>>>>>
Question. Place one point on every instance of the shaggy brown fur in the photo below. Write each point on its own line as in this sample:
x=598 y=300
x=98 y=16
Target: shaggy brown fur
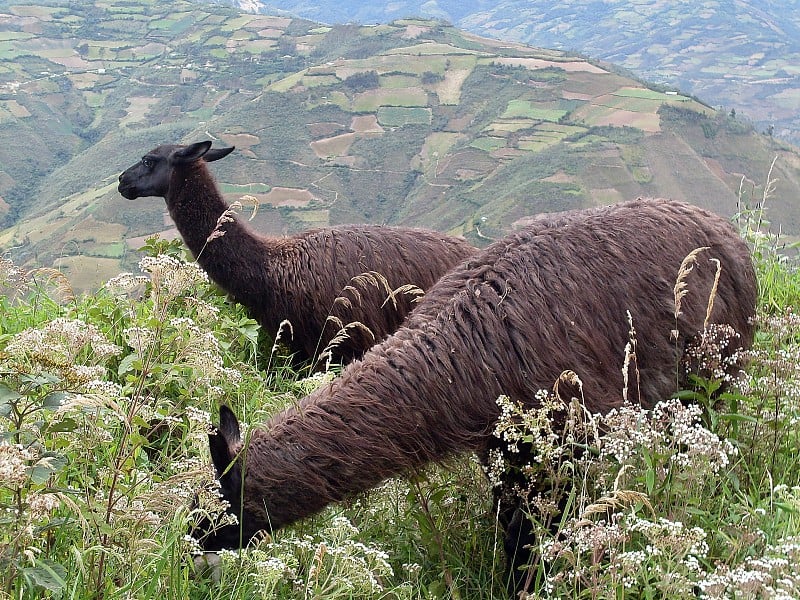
x=509 y=321
x=296 y=278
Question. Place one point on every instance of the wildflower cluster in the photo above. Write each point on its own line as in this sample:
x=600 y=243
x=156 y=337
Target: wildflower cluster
x=331 y=564
x=714 y=354
x=95 y=434
x=605 y=536
x=71 y=349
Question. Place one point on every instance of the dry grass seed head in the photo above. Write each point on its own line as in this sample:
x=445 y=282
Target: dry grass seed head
x=687 y=266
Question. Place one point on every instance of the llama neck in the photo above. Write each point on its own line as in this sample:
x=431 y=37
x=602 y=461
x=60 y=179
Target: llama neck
x=375 y=422
x=228 y=256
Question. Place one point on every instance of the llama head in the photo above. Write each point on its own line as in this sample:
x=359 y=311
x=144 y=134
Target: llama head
x=151 y=176
x=226 y=449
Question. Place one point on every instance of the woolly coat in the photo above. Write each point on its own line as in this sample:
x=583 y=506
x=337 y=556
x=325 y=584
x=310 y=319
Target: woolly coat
x=299 y=278
x=551 y=297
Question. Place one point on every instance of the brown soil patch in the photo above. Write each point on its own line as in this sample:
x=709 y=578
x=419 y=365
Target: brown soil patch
x=84 y=272
x=538 y=63
x=325 y=129
x=281 y=196
x=336 y=146
x=605 y=196
x=243 y=141
x=560 y=177
x=366 y=124
x=449 y=90
x=576 y=96
x=138 y=242
x=414 y=31
x=100 y=231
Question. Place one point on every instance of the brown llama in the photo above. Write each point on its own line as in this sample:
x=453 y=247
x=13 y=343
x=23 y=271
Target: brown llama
x=552 y=297
x=297 y=278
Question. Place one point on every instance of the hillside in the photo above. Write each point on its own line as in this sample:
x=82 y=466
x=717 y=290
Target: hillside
x=414 y=122
x=731 y=53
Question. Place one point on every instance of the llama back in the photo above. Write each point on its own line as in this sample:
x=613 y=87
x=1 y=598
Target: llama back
x=556 y=296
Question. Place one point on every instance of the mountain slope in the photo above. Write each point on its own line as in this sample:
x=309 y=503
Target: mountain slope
x=413 y=123
x=734 y=54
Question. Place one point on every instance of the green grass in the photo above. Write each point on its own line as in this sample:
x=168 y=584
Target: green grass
x=397 y=116
x=100 y=505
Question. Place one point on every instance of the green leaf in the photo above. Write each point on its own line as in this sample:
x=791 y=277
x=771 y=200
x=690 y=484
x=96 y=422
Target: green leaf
x=46 y=466
x=46 y=574
x=7 y=394
x=126 y=365
x=63 y=425
x=54 y=399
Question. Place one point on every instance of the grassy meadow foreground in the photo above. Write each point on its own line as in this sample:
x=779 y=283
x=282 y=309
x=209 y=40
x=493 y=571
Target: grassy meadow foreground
x=106 y=400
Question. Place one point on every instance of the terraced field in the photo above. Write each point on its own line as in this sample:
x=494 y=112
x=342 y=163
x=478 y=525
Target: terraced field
x=413 y=122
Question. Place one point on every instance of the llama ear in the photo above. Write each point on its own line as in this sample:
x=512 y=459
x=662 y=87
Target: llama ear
x=217 y=153
x=190 y=153
x=220 y=444
x=229 y=425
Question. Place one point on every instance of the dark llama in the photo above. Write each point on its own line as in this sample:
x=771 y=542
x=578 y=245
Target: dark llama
x=300 y=277
x=553 y=297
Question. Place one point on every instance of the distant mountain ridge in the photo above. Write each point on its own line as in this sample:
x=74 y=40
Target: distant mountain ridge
x=413 y=122
x=734 y=54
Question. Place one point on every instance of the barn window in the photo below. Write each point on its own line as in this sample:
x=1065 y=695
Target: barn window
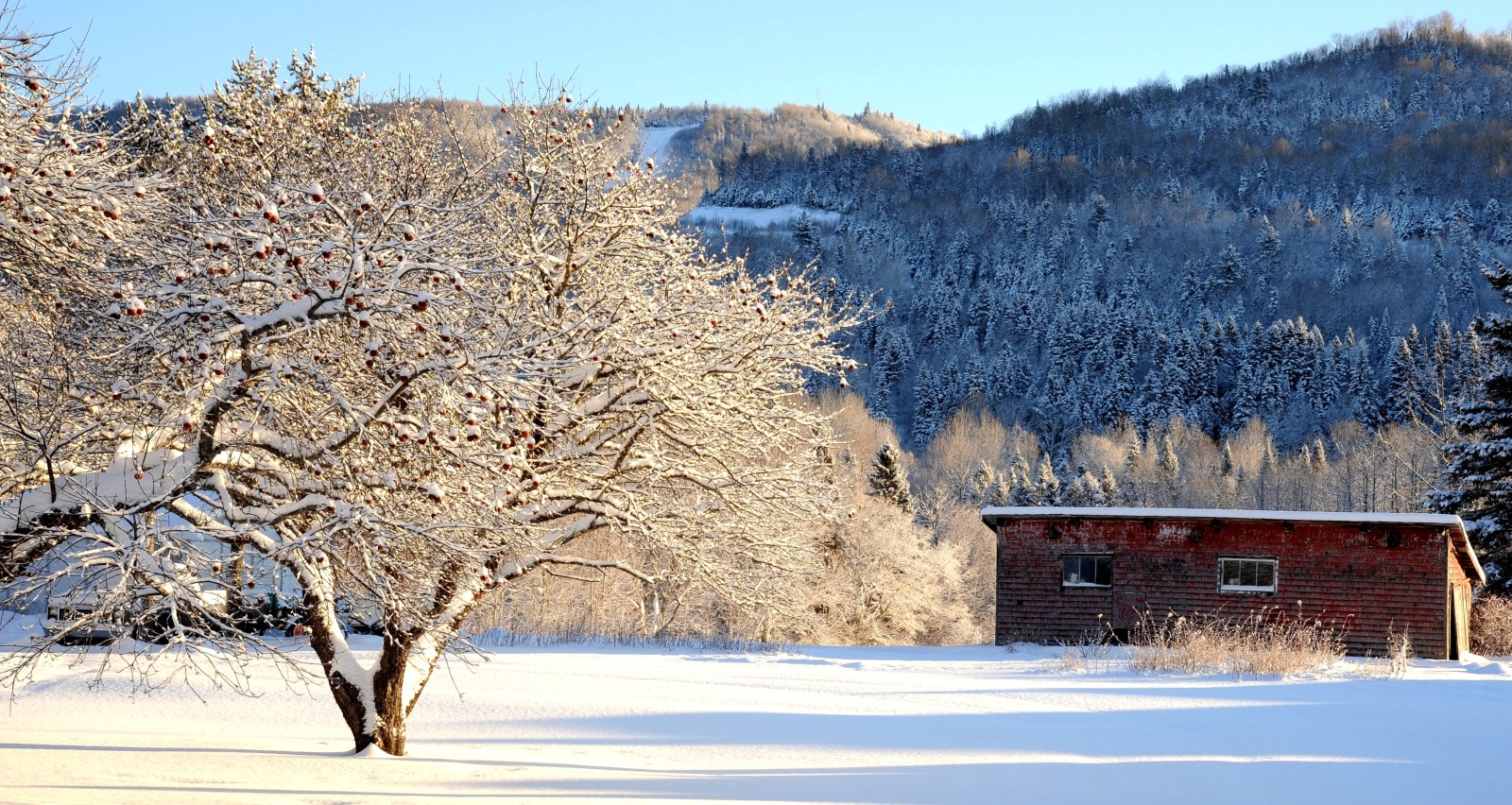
x=1086 y=571
x=1247 y=575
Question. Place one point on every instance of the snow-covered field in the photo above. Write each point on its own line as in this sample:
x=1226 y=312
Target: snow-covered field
x=758 y=216
x=972 y=724
x=655 y=141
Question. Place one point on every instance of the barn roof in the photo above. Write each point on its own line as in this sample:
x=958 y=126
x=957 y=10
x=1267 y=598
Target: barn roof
x=1456 y=528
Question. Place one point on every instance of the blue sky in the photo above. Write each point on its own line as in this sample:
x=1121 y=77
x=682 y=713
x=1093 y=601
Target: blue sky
x=957 y=67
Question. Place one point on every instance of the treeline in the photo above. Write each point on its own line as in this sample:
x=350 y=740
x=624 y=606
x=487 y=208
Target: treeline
x=1299 y=243
x=915 y=565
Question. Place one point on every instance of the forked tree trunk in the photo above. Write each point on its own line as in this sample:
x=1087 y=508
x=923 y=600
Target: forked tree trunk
x=370 y=701
x=372 y=709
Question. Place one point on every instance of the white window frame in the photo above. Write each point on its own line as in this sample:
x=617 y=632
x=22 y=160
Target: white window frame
x=1275 y=575
x=1078 y=584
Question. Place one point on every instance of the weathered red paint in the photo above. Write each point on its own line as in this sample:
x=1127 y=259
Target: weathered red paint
x=1365 y=578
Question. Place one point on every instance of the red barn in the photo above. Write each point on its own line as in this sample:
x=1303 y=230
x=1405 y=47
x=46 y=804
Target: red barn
x=1366 y=574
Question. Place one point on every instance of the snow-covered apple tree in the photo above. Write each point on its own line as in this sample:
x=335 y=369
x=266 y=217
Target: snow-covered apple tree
x=410 y=365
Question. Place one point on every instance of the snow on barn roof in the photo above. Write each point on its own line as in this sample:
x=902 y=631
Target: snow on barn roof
x=994 y=515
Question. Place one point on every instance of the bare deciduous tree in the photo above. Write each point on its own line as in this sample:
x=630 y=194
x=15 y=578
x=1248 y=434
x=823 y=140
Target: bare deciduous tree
x=410 y=367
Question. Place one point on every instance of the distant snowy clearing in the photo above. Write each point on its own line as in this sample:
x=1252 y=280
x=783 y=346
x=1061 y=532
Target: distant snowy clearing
x=758 y=216
x=597 y=722
x=657 y=141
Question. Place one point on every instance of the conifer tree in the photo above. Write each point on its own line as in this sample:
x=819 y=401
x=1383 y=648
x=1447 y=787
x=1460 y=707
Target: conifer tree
x=1478 y=477
x=888 y=478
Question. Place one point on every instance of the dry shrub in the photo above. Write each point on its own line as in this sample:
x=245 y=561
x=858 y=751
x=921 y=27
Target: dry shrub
x=1491 y=625
x=1263 y=643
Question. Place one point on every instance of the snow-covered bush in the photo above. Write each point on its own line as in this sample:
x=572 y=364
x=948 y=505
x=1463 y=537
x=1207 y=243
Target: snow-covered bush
x=1491 y=626
x=1263 y=643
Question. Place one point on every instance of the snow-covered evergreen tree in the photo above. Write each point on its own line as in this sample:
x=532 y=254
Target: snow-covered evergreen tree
x=1478 y=477
x=889 y=480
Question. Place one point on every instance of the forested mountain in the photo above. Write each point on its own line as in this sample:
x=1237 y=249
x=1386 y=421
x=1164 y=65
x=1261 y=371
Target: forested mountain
x=1297 y=243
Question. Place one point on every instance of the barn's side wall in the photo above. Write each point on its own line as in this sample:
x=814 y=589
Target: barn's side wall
<<<<<
Goal: Recast all the entries above as a Markdown table with the columns "Row" and "Line", giving each line its own numbered row. Skip blank lines and leave out the pictures.

Answer to the problem:
| Row | Line |
|---|---|
| 1 | Question. Place one point on every instance of the shaggy brown fur in the photo below. Write each point on its own line as in this sample: |
| 2 | x=598 y=300 |
| 3 | x=98 y=16 |
| 4 | Target: shaggy brown fur |
| 5 | x=509 y=321 |
| 6 | x=296 y=278 |
| 7 | Question. Place one point on every instance of the wildflower cluster in the photo above. Write each point on its own line as in this sample: |
| 8 | x=600 y=243 |
| 9 | x=156 y=337 |
| 10 | Target: wildflower cluster |
| 11 | x=331 y=564 |
| 12 | x=714 y=354 |
| 13 | x=95 y=434 |
| 14 | x=605 y=536 |
| 15 | x=71 y=349 |
| 16 | Question. Place one point on every instance of the dry grass seed head in the photo above. Write each point on its own line as in this sample: |
| 17 | x=445 y=282 |
| 18 | Target: dry grass seed head |
| 19 | x=687 y=266 |
| 20 | Question. Place one point on every instance of the llama neck in the photo above. Write each point on its own line as in this sample: |
| 21 | x=431 y=37 |
| 22 | x=602 y=461 |
| 23 | x=60 y=179 |
| 24 | Target: llama neck |
| 25 | x=375 y=422 |
| 26 | x=228 y=256 |
| 27 | Question. Place one point on every instance of the llama head in the photo above. Write each point on its own line as in this sample: |
| 28 | x=359 y=311 |
| 29 | x=144 y=134 |
| 30 | Target: llama head |
| 31 | x=151 y=176 |
| 32 | x=226 y=449 |
| 33 | Question. Place one point on every instance of the woolly coat in the photo above. Write each point on its own line as in this sample: |
| 34 | x=583 y=506 |
| 35 | x=337 y=556 |
| 36 | x=325 y=584 |
| 37 | x=310 y=319 |
| 38 | Target: woolly coat |
| 39 | x=299 y=278 |
| 40 | x=551 y=297 |
| 41 | Question. Place one point on every instance of the brown soil patch in the photo above. Write each point on its own line as in this sample: |
| 42 | x=709 y=578 |
| 43 | x=419 y=365 |
| 44 | Target: brown soil patch |
| 45 | x=84 y=272 |
| 46 | x=538 y=63 |
| 47 | x=325 y=129 |
| 48 | x=281 y=196 |
| 49 | x=336 y=146 |
| 50 | x=605 y=196 |
| 51 | x=243 y=141 |
| 52 | x=560 y=177 |
| 53 | x=366 y=124 |
| 54 | x=449 y=90 |
| 55 | x=576 y=96 |
| 56 | x=138 y=242 |
| 57 | x=414 y=31 |
| 58 | x=100 y=231 |
| 59 | Question. Place one point on every instance of the brown llama in the photo above. Write each point on its own line as in this sample: |
| 60 | x=453 y=247 |
| 61 | x=13 y=343 |
| 62 | x=23 y=271 |
| 63 | Target: brown llama |
| 64 | x=552 y=297 |
| 65 | x=297 y=278 |
| 66 | Question. Place one point on every instance of the hillside in the photo above. Write each point on its own line as in this sample: |
| 67 | x=82 y=466 |
| 68 | x=717 y=290 |
| 69 | Target: hillside |
| 70 | x=414 y=122 |
| 71 | x=731 y=53 |
| 72 | Question. Place one point on every instance of the llama back in the photo above. Write each point on its own line as in this sample: |
| 73 | x=613 y=87 |
| 74 | x=1 y=598 |
| 75 | Target: llama back |
| 76 | x=556 y=296 |
| 77 | Question. Place one point on every instance of the mountain slope in the photo above. Write each point on its own line as in this sample: |
| 78 | x=309 y=503 |
| 79 | Target: mountain slope |
| 80 | x=413 y=123 |
| 81 | x=734 y=54 |
| 82 | Question. Place one point on every instance of the green grass in the photo above. Write each point on its own line as in this sample: |
| 83 | x=168 y=584 |
| 84 | Target: green grass |
| 85 | x=397 y=116 |
| 86 | x=100 y=505 |
| 87 | Question. Place one point on every instance of the green leaf in the photo above. Write each point on its own line as in this sample: |
| 88 | x=791 y=277 |
| 89 | x=771 y=200 |
| 90 | x=690 y=484 |
| 91 | x=96 y=422 |
| 92 | Target: green leaf |
| 93 | x=46 y=466 |
| 94 | x=46 y=574 |
| 95 | x=7 y=394 |
| 96 | x=126 y=365 |
| 97 | x=63 y=425 |
| 98 | x=54 y=399 |
| 99 | Question. Place one point on every instance of the grassy meadow foreground in the photo above. Write each point on its own line as in this sample: |
| 100 | x=779 y=283 |
| 101 | x=282 y=309 |
| 102 | x=209 y=40 |
| 103 | x=493 y=571 |
| 104 | Target: grassy meadow foreground |
| 105 | x=106 y=400 |
| 106 | Question. Place one point on every instance of the terraced field in the photo above. Write each point on its own line as in this sample: |
| 107 | x=494 y=112 |
| 108 | x=342 y=163 |
| 109 | x=478 y=525 |
| 110 | Target: terraced field |
| 111 | x=413 y=122 |
| 112 | Question. Place one point on every instance of the llama ear in the photo above. Write each point on its own line as in this sample: |
| 113 | x=512 y=459 |
| 114 | x=662 y=87 |
| 115 | Target: llama ear |
| 116 | x=217 y=153 |
| 117 | x=190 y=153 |
| 118 | x=220 y=444 |
| 119 | x=229 y=425 |
| 120 | Question. Place one point on every instance of the dark llama in the photo above. Write each point on its own line as in this sample: |
| 121 | x=771 y=542 |
| 122 | x=578 y=245 |
| 123 | Target: dark llama |
| 124 | x=300 y=277 |
| 125 | x=553 y=297 |
| 126 | Question. Place one point on every instance of the distant mountain ridge in the photo above. Write each point on its own line as in this sample: |
| 127 | x=74 y=40 |
| 128 | Target: distant mountain ridge |
| 129 | x=413 y=122 |
| 130 | x=734 y=54 |
| 131 | Question. Place one point on every instance of the barn window in the photo below. Write each point on its own line as in this sample: |
| 132 | x=1065 y=695 |
| 133 | Target: barn window |
| 134 | x=1086 y=571 |
| 135 | x=1247 y=575 |
| 136 | Question. Place one point on every instance of the snow-covered field in the photo above. Write each point on its own line as in this sample: |
| 137 | x=1226 y=312 |
| 138 | Target: snow-covered field |
| 139 | x=758 y=216 |
| 140 | x=972 y=724 |
| 141 | x=655 y=141 |
| 142 | Question. Place one point on every instance of the barn roof in the photo above. Write each point on its own line as in this sample: |
| 143 | x=958 y=126 |
| 144 | x=957 y=10 |
| 145 | x=1267 y=598 |
| 146 | Target: barn roof |
| 147 | x=1456 y=528 |
| 148 | Question. Place one point on every instance of the blue sky in the photo above. Write each point on its own line as in this sample: |
| 149 | x=1121 y=77 |
| 150 | x=682 y=713 |
| 151 | x=1093 y=601 |
| 152 | Target: blue sky |
| 153 | x=957 y=67 |
| 154 | Question. Place one point on every instance of the treeline in the photo above. Write each point on its own line as in this sample: |
| 155 | x=350 y=740 |
| 156 | x=624 y=606 |
| 157 | x=487 y=208 |
| 158 | Target: treeline |
| 159 | x=1299 y=243 |
| 160 | x=915 y=565 |
| 161 | Question. Place one point on every instance of the forked tree trunk in the photo above. Write each point on its own line as in this sample: |
| 162 | x=1087 y=508 |
| 163 | x=923 y=600 |
| 164 | Target: forked tree trunk |
| 165 | x=370 y=701 |
| 166 | x=372 y=709 |
| 167 | Question. Place one point on every instance of the white window frame in the photo above. Write each point on its own line as in this sample: |
| 168 | x=617 y=632 |
| 169 | x=22 y=160 |
| 170 | Target: white window frame |
| 171 | x=1275 y=575 |
| 172 | x=1078 y=584 |
| 173 | Question. Place one point on every instance of the weathered red paint in the photo above. Write each point on its own line as in this sample: |
| 174 | x=1127 y=259 |
| 175 | Target: weathered red paint |
| 176 | x=1365 y=578 |
| 177 | Question. Place one point on every instance of the red barn in the photo above. Write each point on its own line as in this sample: |
| 178 | x=1303 y=230 |
| 179 | x=1405 y=47 |
| 180 | x=46 y=804 |
| 181 | Target: red barn |
| 182 | x=1366 y=574 |
| 183 | Question. Place one point on every instance of the snow-covered apple tree in the photo above. Write each point on its own line as in this sample: |
| 184 | x=335 y=369 |
| 185 | x=266 y=217 |
| 186 | Target: snow-covered apple tree |
| 187 | x=410 y=365 |
| 188 | Question. Place one point on every instance of the snow on barn roof in the photo above. Write each point on its own line as in this sample: |
| 189 | x=902 y=631 |
| 190 | Target: snow on barn roof |
| 191 | x=994 y=515 |
| 192 | Question. Place one point on every instance of the bare deciduous tree in the photo above. Write each point on its own line as in this sample: |
| 193 | x=630 y=194 |
| 194 | x=15 y=578 |
| 195 | x=1248 y=434 |
| 196 | x=823 y=140 |
| 197 | Target: bare deciduous tree |
| 198 | x=410 y=367 |
| 199 | Question. Place one point on every instance of the distant snowy clearing in the photo above. Write each point on its own line as in this sample: |
| 200 | x=1252 y=280 |
| 201 | x=783 y=346 |
| 202 | x=1061 y=532 |
| 203 | Target: distant snowy clearing |
| 204 | x=758 y=216 |
| 205 | x=597 y=722 |
| 206 | x=657 y=141 |
| 207 | Question. Place one point on every instance of the conifer tree in the photo above. Write each point on its own line as in this sample: |
| 208 | x=819 y=401 |
| 209 | x=1383 y=648 |
| 210 | x=1447 y=787 |
| 211 | x=1460 y=707 |
| 212 | Target: conifer tree |
| 213 | x=1478 y=477 |
| 214 | x=888 y=478 |
| 215 | Question. Place one point on every instance of the dry shrub in the photo above. Write each point on its own line as in this sample: |
| 216 | x=245 y=561 |
| 217 | x=858 y=751 |
| 218 | x=921 y=27 |
| 219 | Target: dry shrub |
| 220 | x=1491 y=625 |
| 221 | x=1263 y=643 |
| 222 | Question. Place one point on every instance of the snow-covered bush in the photo above. Write each point on its own line as in this sample: |
| 223 | x=572 y=364 |
| 224 | x=948 y=505 |
| 225 | x=1463 y=537 |
| 226 | x=1207 y=243 |
| 227 | Target: snow-covered bush |
| 228 | x=1491 y=626 |
| 229 | x=1263 y=643 |
| 230 | Question. Place one point on every instance of the snow-covered evergreen tree in the photo above. Write each point on its own line as in this sample: |
| 231 | x=532 y=254 |
| 232 | Target: snow-covered evergreen tree |
| 233 | x=1478 y=477 |
| 234 | x=889 y=480 |
| 235 | Question. Place one point on every instance of the forested mountain in the photo above. Write each point on its own line as in this sample: |
| 236 | x=1237 y=249 |
| 237 | x=1386 y=421 |
| 238 | x=1164 y=65 |
| 239 | x=1261 y=371 |
| 240 | Target: forested mountain |
| 241 | x=1297 y=243 |
| 242 | Question. Place one point on every instance of the barn's side wall in the photo above. Write each point on its own line as in this sample: |
| 243 | x=814 y=589 |
| 244 | Target: barn's side wall |